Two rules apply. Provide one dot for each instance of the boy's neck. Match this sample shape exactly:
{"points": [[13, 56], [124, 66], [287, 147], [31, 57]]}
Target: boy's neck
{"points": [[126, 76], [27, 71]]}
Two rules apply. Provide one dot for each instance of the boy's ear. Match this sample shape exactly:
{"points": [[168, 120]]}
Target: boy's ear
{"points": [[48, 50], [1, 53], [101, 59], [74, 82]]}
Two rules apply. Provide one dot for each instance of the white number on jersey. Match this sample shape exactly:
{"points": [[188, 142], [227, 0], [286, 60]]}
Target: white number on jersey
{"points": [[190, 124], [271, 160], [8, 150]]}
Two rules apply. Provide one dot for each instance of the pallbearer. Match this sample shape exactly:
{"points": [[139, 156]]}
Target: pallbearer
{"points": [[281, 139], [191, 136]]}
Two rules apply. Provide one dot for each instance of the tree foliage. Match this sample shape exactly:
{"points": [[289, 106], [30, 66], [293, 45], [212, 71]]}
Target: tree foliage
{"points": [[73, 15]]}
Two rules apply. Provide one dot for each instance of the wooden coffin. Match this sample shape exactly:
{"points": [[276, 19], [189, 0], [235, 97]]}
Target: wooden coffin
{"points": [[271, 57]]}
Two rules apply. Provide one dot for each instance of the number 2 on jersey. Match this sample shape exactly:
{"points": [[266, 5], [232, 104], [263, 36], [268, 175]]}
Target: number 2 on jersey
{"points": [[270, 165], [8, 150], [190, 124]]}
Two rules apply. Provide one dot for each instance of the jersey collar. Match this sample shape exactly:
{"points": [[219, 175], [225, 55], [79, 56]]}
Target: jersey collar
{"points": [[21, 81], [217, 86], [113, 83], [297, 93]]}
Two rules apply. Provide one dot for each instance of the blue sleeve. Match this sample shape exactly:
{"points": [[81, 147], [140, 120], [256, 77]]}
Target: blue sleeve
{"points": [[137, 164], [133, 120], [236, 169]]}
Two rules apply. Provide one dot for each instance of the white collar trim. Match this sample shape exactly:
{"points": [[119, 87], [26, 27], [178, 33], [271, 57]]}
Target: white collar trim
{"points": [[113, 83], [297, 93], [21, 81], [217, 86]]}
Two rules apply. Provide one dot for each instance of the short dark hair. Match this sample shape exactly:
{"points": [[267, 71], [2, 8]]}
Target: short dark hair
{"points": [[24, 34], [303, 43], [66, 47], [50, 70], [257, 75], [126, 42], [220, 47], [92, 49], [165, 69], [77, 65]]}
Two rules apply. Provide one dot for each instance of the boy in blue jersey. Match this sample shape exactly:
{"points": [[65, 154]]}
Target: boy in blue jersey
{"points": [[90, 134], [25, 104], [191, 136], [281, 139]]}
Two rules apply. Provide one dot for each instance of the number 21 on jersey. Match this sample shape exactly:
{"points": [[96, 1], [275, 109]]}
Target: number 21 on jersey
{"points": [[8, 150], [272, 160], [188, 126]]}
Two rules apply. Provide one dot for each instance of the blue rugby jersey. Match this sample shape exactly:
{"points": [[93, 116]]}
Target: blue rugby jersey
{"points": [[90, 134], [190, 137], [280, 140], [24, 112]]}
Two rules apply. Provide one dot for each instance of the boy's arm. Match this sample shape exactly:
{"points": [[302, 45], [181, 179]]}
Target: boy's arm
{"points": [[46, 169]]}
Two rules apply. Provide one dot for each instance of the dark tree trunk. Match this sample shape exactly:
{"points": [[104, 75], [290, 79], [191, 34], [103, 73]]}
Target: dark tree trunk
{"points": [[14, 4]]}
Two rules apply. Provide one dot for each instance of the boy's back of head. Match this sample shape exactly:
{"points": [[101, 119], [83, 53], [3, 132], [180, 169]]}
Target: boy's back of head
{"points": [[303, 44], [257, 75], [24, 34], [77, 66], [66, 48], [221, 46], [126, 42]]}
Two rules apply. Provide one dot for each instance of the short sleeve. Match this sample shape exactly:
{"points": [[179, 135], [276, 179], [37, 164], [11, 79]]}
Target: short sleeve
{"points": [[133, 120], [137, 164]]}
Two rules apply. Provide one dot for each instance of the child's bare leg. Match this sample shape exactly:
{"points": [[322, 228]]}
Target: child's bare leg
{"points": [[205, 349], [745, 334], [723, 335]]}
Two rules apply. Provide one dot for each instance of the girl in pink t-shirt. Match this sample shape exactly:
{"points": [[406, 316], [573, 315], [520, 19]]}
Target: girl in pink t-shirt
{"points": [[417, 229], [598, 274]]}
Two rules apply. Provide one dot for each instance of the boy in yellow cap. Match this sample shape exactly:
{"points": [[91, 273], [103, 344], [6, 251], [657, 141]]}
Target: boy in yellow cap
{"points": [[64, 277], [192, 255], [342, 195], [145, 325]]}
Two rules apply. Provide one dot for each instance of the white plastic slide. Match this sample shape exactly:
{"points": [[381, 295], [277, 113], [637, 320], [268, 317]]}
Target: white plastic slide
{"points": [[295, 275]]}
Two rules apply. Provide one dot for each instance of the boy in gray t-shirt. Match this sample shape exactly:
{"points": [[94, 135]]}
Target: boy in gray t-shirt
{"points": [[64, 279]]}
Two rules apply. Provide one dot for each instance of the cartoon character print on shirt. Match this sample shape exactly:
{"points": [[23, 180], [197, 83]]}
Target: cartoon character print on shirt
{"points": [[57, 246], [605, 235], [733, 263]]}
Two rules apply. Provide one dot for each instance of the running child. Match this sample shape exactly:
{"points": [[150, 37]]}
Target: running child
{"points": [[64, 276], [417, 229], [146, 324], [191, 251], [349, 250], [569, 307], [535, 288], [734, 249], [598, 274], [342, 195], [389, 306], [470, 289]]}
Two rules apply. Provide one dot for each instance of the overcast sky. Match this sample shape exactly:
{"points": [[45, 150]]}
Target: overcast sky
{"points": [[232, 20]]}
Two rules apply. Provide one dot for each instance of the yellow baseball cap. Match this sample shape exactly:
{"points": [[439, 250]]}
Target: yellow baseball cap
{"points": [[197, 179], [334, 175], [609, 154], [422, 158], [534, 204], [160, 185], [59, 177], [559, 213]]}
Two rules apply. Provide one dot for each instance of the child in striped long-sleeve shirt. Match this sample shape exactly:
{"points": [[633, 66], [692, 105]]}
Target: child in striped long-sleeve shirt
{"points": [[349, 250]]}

### Stated task
Extract each entry in full and write it down exactly.

### Exercise output
Two rules apply. Provide one dot for each instance of the boy's neck. Match this sample shape exactly:
{"points": [[13, 56], [124, 66], [287, 147], [31, 57]]}
Target: boy's neck
{"points": [[126, 76], [27, 71]]}
Two rules apply. Provide one dot for each instance of the boy's ear. Match this sample shape exactly:
{"points": [[168, 120]]}
Target: boy's ear
{"points": [[48, 50], [1, 53], [101, 59], [74, 82]]}
Two rules apply. Provide one dot for each instance of the white number on jersey. Match this sample shape exactly:
{"points": [[188, 142], [227, 0], [286, 60]]}
Target: white number on jersey
{"points": [[190, 124], [271, 160], [8, 150]]}
Two rules apply. Provide one dot for each instance of the pallbearer. Match this sample shape exactly:
{"points": [[139, 156]]}
Target: pallbearer
{"points": [[281, 139], [191, 136]]}
Two rules apply. Provide one dot for each instance of the tree foliage. Match this sample shape exactly:
{"points": [[289, 106], [30, 66], [293, 45], [212, 71]]}
Target: tree foliage
{"points": [[73, 15]]}
Two rules apply. Provide one dot for each instance of the wooden coffin. Match this sample shape exactly:
{"points": [[276, 19], [189, 0], [235, 97]]}
Target: wooden coffin
{"points": [[271, 57]]}
Two rules apply. Provide one dot for each instance of the number 2 on jersey. Match this sample shape exactly:
{"points": [[266, 5], [232, 104], [263, 36], [268, 175]]}
Target: number 2 on jersey
{"points": [[270, 165], [8, 150], [190, 124]]}
Two rules apply. Provide one dot for each instance of the jersey collar. Match this sample shape exactly:
{"points": [[219, 175], [225, 55], [79, 56]]}
Target: jersey collar
{"points": [[21, 81], [217, 86], [113, 83], [297, 93]]}
Two rules apply. Provide one dot for each instance of the blue sleeve. Match this sample shape exactly:
{"points": [[81, 147], [140, 120], [256, 77]]}
Target: blue sleeve
{"points": [[137, 164], [133, 120], [236, 169]]}
Two rules apply. Provide one dot for each instance of the white collar trim. Match this sample shape exactly:
{"points": [[119, 87], [26, 27], [178, 33], [271, 57]]}
Target: white collar trim
{"points": [[113, 83], [297, 93], [21, 81], [217, 86]]}
Two rules apply. Provide one dot for each instance of the short dark hair. Match this sample shape exactly:
{"points": [[267, 71], [2, 8]]}
Target: short dark hair
{"points": [[24, 34], [303, 43], [66, 47], [50, 70], [257, 75], [126, 42], [220, 47], [92, 49], [165, 69], [77, 65]]}
Two rules apply. Provide one dot for each instance of the boy in blue jersey. Match this sample shape exactly:
{"points": [[65, 154]]}
Target: boy in blue jersey
{"points": [[90, 134], [25, 104], [191, 136], [281, 139]]}
Two rules apply. Provide one dot for each instance of the number 21 on jersey. Match this sample shape exactly:
{"points": [[96, 1], [275, 109]]}
Target: number 21 on jersey
{"points": [[8, 150], [272, 160], [188, 126]]}
Two rules apply. Provide one dot for each instance of the blue rugby jersey. Match this sample shape exactly:
{"points": [[93, 116]]}
Target: blue rugby jersey
{"points": [[90, 134], [190, 137], [280, 140], [24, 112]]}
Two rules apply. Provide one dot for each instance of the boy's arm. Match this sample shape exactly:
{"points": [[302, 45], [181, 179]]}
Target: boy's arm
{"points": [[46, 169]]}
Two rules apply. Provide one dot for each instance of the dark tree trunk. Match this sample shape exactly:
{"points": [[104, 75], [290, 79], [191, 34], [103, 73]]}
Target: dark tree trunk
{"points": [[14, 4]]}
Two rules apply. Provide one dot for each instance of the boy's back of head. Match this sample shape exactly:
{"points": [[101, 119], [83, 53], [3, 132], [180, 169]]}
Target: boy's back of head
{"points": [[303, 44], [257, 75], [24, 34], [77, 66], [66, 48], [221, 46], [126, 42]]}
Two rules apply. Provide one dot for each instance of the short sleeve. Match this sample shape exactly:
{"points": [[179, 135], [276, 179], [37, 164], [11, 79]]}
Target: short sleeve
{"points": [[133, 120], [137, 164]]}
Two rules apply. Provide one dot for each instance of the child's bare leg. Match this sample shape exactly:
{"points": [[322, 228]]}
Target: child's bare leg
{"points": [[205, 349], [745, 334], [723, 335]]}
Two rules apply. Provide one dot for each instance of the girl in pink t-shirt. Match this sample shape exactly:
{"points": [[406, 316], [573, 315], [520, 19]]}
Target: girl in pink t-shirt
{"points": [[417, 229], [598, 274]]}
Two rules apply. Provide one dot for each instance of the boy in yellow cap. Match this sample shape exactly:
{"points": [[91, 273], [103, 344], [6, 251], [657, 141]]}
Target: boy in yellow cap
{"points": [[64, 277], [192, 255], [342, 195], [145, 325]]}
Two rules apply. Provide one dot for each instance of the white plastic slide. Match this sample shape exactly:
{"points": [[381, 295], [277, 113], [637, 320], [268, 317]]}
Target: white plastic slide
{"points": [[295, 275]]}
Two rules apply. Provide one dot for each instance of the boy in gray t-shirt. Match this sample shape exactly:
{"points": [[94, 135]]}
Target: boy in gray t-shirt
{"points": [[64, 279]]}
Two rules apply. Provide one dot for each instance of the cartoon character print on shirt. Match this sample shape exactly:
{"points": [[23, 180], [197, 83]]}
Target: cartoon character print on shirt
{"points": [[57, 246], [605, 235], [733, 263]]}
Two rules apply. Provide one dot for each instance of the running child. Match this sample shape exactly:
{"points": [[150, 37]]}
Target: running child
{"points": [[64, 276], [417, 229], [146, 324], [191, 251], [349, 250], [569, 307], [535, 288], [734, 249], [598, 274], [342, 195], [389, 306], [470, 289]]}
Two rules apply. Provide one dot for each instance of the overcast sky. Match this sample shape exactly:
{"points": [[45, 150]]}
Target: overcast sky
{"points": [[232, 20]]}
Two rules apply. Provide one dot for each instance of the yellow baseball cap. Match this sample shape exactly:
{"points": [[439, 250]]}
Target: yellow baseball cap
{"points": [[197, 179], [334, 175], [609, 154], [422, 158], [534, 204], [160, 185], [59, 177], [559, 213]]}
Two rules apply. Provide one dot for each instance of the child in striped long-sleeve shirt. Match this sample shape exactly:
{"points": [[633, 66], [692, 105]]}
Target: child in striped long-sleeve shirt
{"points": [[349, 250]]}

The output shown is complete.